Stated problem — Reproduce word for word the part of the passage about CIIFAD and SRI starting with "CIIFAD's work on" and going on through "in 41 countries.".

Page extract —

________________

CIIFAD's work on SRI was made possible by the support, provided anonymously, by Charles F. Feeney's Atlantic Philanthropies in 1990. Cornell was given $15 million to work toward sustainable agricultural and rural development with colleagues in developing countries  It was in connection with his duties as CIIFAD director that Dr. Uphoff learned about SRI in Madagascar in 1993 and was able to travel to many other countries to encourage other to learn about and evaluate SRI's agroecological methods, which have now been extended or extrapolated to other crops: wheat, finger millet, sugarcane, teff, green, red and black grams, and several vegetables. Since 1997, Uphoff has given presentations on SRI in 41 countries.

________________

Dataset extract —

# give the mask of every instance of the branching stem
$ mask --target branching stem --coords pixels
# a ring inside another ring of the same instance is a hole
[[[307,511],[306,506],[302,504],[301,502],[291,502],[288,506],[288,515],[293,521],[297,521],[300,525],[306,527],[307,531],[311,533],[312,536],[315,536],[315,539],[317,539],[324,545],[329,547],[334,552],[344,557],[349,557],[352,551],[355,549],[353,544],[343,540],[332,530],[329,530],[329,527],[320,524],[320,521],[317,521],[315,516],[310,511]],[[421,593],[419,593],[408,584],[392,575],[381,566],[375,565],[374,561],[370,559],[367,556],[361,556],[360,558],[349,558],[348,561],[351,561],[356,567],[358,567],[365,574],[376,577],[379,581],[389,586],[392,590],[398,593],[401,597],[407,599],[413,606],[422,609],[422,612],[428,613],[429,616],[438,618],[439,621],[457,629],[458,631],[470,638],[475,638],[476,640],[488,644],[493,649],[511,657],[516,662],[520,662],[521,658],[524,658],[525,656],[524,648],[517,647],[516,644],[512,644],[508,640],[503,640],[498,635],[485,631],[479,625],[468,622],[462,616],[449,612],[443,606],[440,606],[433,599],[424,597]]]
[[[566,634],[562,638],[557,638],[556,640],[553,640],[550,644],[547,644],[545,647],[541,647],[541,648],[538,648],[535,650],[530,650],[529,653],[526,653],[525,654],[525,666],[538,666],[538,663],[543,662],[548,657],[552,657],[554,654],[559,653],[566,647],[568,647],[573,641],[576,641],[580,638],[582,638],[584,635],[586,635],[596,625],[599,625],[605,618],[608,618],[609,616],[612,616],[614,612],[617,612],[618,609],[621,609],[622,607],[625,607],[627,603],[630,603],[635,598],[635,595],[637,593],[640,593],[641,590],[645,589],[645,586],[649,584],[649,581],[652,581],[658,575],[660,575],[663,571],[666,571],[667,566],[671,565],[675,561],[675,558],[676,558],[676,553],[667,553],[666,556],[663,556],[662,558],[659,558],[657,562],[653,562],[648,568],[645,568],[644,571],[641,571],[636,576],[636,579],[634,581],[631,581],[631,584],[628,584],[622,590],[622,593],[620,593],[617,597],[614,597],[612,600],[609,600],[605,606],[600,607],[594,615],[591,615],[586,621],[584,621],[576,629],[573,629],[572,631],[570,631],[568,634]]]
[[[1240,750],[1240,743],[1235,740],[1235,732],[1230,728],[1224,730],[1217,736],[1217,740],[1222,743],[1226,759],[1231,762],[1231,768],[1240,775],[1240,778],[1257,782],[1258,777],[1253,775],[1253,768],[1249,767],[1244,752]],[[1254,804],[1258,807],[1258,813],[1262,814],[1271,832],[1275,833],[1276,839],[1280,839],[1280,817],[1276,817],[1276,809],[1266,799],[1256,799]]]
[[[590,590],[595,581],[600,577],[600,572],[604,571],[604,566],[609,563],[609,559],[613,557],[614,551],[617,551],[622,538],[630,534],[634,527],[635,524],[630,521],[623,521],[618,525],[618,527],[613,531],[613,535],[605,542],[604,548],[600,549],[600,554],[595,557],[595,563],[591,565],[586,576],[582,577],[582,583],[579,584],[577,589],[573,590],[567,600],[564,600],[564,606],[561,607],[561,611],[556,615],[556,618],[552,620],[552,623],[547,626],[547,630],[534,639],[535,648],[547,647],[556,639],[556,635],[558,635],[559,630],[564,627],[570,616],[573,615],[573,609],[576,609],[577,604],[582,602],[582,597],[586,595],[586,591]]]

________________

Task response —
CIIFAD's work on SRI was made possible by the support, provided anonymously, by Charles F. Feeney's Atlantic Philanthropies in 1990. Cornell was given $15 million to work toward sustainable agricultural and rural development with colleagues in developing countries  It was in connection with his duties as CIIFAD director that Dr. Uphoff learned about SRI in Madagascar in 1993 and was able to travel to many other countries to encourage other to learn about and evaluate SRI's agroecological methods, which have now been extended or extrapolated to other crops: wheat, finger millet, sugarcane, teff, green, red and black grams, and several vegetables. Since 1997, Uphoff has given presentations on SRI in 41 countries.